Retype exactly the lines below, starting with the line that contains "Every instance gets a single point. Point out the town" and ending with the last line; leave out any pictures.
▽
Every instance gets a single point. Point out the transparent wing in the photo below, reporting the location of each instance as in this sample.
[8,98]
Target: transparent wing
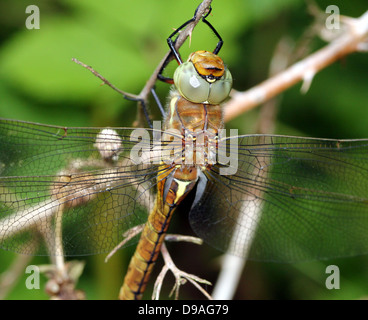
[291,198]
[82,179]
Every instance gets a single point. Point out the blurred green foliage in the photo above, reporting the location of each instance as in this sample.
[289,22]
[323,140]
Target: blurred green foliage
[124,41]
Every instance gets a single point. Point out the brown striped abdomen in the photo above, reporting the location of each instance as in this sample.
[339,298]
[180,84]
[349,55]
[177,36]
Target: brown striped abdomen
[153,234]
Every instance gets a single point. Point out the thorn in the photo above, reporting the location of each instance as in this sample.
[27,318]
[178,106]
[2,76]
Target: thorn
[307,81]
[362,47]
[190,38]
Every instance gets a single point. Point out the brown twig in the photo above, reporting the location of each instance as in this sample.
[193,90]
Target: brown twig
[180,277]
[352,40]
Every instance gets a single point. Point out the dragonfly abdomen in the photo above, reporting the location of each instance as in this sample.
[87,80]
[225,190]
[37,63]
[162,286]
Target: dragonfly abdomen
[172,189]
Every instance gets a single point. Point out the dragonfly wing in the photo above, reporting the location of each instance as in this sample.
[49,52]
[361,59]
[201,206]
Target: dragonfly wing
[291,199]
[83,177]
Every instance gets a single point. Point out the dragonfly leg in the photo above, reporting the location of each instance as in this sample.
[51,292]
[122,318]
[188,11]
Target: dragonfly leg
[171,44]
[158,102]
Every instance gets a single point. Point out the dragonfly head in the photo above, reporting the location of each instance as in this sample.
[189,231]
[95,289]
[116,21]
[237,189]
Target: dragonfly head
[203,78]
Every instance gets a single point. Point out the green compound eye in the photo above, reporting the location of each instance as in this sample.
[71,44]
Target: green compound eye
[198,90]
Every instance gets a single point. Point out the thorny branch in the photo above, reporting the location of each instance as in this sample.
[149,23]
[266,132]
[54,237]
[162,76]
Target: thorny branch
[181,277]
[354,38]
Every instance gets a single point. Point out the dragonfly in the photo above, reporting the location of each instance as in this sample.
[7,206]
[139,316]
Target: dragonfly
[75,191]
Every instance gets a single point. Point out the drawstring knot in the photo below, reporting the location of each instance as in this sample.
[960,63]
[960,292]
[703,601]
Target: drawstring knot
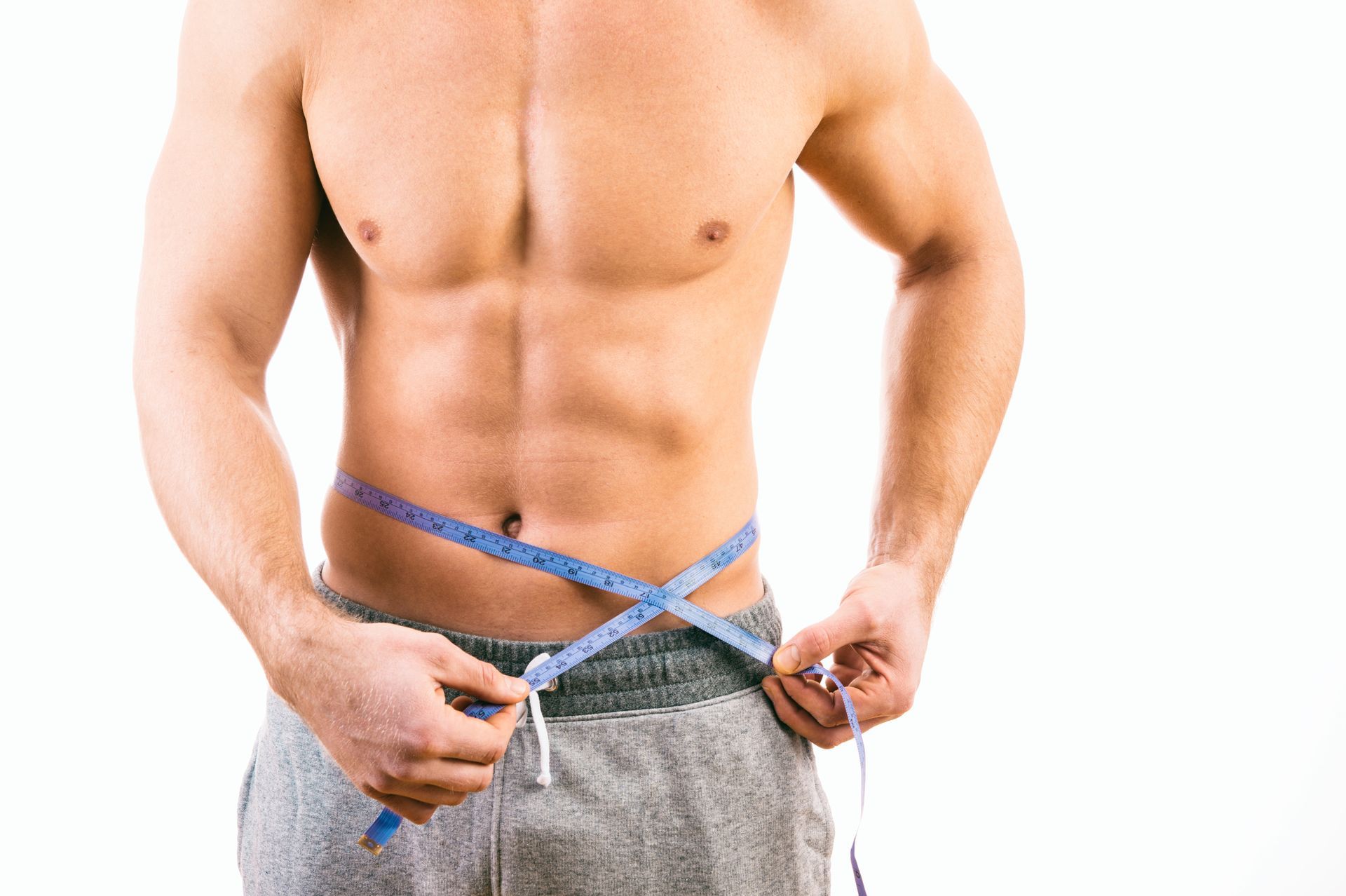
[544,745]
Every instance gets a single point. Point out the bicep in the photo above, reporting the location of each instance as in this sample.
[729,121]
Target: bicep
[233,201]
[904,156]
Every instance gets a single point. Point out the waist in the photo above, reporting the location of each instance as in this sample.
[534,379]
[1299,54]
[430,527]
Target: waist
[639,672]
[649,531]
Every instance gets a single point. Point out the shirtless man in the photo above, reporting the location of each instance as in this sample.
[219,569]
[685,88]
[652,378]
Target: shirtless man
[550,237]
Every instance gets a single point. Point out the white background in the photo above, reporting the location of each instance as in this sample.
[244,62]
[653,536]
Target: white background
[1136,682]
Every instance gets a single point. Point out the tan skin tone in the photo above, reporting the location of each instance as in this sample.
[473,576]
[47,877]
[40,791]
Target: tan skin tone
[550,238]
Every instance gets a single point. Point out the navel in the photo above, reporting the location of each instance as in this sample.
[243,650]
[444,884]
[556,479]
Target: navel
[712,232]
[368,231]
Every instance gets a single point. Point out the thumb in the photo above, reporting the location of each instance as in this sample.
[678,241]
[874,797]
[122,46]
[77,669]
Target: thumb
[481,680]
[819,641]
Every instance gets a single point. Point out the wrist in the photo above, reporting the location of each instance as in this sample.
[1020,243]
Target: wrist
[924,560]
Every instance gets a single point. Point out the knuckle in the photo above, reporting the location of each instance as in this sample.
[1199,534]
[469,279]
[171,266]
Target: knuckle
[816,641]
[866,615]
[419,740]
[482,677]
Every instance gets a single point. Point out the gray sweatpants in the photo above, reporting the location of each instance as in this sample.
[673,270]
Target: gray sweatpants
[671,774]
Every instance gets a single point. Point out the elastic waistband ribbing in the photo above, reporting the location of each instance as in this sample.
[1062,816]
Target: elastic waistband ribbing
[639,672]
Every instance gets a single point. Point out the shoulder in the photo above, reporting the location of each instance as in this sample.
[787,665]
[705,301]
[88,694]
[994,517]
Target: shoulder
[864,51]
[248,48]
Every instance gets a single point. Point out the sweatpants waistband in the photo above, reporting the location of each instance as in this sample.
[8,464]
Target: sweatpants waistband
[657,670]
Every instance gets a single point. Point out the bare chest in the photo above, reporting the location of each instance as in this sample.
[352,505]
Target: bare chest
[617,142]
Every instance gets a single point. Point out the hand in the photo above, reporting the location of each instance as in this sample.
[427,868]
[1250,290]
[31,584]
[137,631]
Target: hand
[373,696]
[878,641]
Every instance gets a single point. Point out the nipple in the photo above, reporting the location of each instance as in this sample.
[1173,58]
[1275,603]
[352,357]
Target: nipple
[368,231]
[714,232]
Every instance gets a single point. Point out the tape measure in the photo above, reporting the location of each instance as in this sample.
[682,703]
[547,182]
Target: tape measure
[652,600]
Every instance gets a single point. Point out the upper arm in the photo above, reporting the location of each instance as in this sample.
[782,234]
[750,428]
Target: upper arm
[897,147]
[233,202]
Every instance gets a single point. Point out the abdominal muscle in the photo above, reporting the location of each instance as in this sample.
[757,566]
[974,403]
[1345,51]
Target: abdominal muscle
[610,424]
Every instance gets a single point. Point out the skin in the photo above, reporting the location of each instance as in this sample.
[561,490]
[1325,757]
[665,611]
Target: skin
[550,240]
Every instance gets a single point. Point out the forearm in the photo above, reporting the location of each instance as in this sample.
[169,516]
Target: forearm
[224,482]
[951,355]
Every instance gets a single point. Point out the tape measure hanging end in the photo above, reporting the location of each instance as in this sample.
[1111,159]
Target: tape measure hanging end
[380,831]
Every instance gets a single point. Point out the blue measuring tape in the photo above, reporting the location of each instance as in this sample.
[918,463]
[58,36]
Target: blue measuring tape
[652,600]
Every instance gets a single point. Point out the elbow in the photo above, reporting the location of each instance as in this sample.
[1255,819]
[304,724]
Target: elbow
[940,256]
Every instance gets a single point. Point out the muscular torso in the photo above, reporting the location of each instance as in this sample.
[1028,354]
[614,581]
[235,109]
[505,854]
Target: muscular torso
[551,244]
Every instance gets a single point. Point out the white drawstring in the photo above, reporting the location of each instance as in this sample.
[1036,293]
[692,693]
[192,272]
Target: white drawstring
[544,745]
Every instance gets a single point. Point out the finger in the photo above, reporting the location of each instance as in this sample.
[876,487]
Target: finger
[461,672]
[412,810]
[848,625]
[463,701]
[803,723]
[442,780]
[828,708]
[475,740]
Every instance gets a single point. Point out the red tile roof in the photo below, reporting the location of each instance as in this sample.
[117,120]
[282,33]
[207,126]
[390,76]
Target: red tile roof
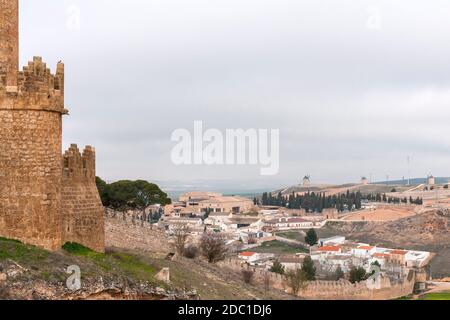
[366,247]
[329,248]
[399,252]
[380,255]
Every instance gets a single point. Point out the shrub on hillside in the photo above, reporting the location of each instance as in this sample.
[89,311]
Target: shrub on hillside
[191,252]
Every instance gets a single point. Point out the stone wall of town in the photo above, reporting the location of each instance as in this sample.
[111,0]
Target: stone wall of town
[9,51]
[122,231]
[82,209]
[331,290]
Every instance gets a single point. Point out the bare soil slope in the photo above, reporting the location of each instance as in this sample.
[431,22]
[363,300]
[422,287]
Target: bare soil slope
[429,231]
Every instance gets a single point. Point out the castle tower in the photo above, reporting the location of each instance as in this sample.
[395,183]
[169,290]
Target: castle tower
[9,47]
[31,109]
[46,199]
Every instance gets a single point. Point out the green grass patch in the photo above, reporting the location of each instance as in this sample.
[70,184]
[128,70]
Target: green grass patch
[437,296]
[122,262]
[278,247]
[292,235]
[21,253]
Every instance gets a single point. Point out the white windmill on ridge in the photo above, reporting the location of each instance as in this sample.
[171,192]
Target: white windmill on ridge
[307,181]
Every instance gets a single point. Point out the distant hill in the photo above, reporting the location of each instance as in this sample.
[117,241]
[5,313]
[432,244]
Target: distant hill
[415,181]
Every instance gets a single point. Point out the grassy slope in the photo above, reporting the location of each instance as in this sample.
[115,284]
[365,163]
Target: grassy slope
[210,281]
[437,296]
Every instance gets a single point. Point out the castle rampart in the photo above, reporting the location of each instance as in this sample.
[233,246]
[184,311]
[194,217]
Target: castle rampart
[34,196]
[82,209]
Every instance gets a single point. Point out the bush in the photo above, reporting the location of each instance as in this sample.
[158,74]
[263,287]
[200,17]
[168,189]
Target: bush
[277,267]
[311,237]
[247,276]
[213,246]
[191,252]
[357,275]
[296,280]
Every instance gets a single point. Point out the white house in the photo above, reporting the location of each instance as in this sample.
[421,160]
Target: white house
[364,251]
[289,223]
[331,241]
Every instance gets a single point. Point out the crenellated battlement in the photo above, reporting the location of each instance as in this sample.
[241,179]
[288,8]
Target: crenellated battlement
[37,88]
[77,166]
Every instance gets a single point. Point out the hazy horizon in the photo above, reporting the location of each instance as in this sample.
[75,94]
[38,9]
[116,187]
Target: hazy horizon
[354,87]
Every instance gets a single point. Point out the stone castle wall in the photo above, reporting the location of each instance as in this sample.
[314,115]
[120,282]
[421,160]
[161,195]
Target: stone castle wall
[122,231]
[9,49]
[331,290]
[30,177]
[81,207]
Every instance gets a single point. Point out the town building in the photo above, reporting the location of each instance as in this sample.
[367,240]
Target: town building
[288,224]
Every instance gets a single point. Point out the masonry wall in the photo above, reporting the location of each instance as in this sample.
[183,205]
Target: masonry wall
[122,231]
[9,49]
[331,290]
[82,210]
[30,177]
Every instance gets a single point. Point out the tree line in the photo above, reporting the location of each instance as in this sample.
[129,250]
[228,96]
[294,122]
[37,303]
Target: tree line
[127,195]
[317,202]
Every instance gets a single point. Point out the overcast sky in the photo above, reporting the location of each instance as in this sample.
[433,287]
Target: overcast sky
[354,86]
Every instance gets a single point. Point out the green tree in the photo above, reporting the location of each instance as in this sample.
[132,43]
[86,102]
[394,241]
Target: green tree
[338,274]
[357,274]
[124,195]
[311,237]
[277,267]
[309,268]
[296,280]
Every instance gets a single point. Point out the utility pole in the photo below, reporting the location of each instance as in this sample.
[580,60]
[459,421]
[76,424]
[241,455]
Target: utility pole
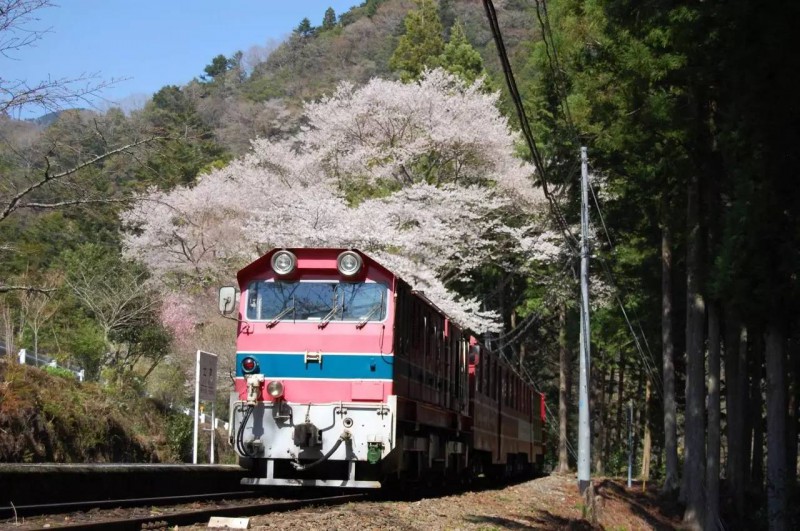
△
▶ **Task solution**
Every instance gets a single point. Point out the town building in the photo above, reporting the location of each instance as in this sample.
[367,240]
Target: town building
[288,224]
Every instance gets a single point. Point out the masonry wall in the photo above, reporting the location of each instance as in this sample.
[183,205]
Target: masonry wall
[122,231]
[9,49]
[331,290]
[82,210]
[30,177]
Every instance gets a single point. Point out the tree line in the photo above, reporting the location of each instance as in this sample.
[129,250]
[228,96]
[294,122]
[37,303]
Target: tree line
[127,195]
[317,202]
Every instance gets a single point. Point out the overcast sky in the photo above, reporting the location of each instance as in this sample.
[433,287]
Target: overcast sky
[354,86]
Every instance gets a single point. Point out the green tree in the photo above, reporting the location of each instance as in this sample.
[132,43]
[86,102]
[394,241]
Target: green tree
[338,274]
[357,274]
[124,195]
[311,237]
[277,267]
[309,268]
[296,280]
Every instance gets a single point. Point out the utility pole in the photo below, reporting the location of each instance as in this sample.
[580,60]
[459,421]
[76,424]
[241,455]
Target: utility pole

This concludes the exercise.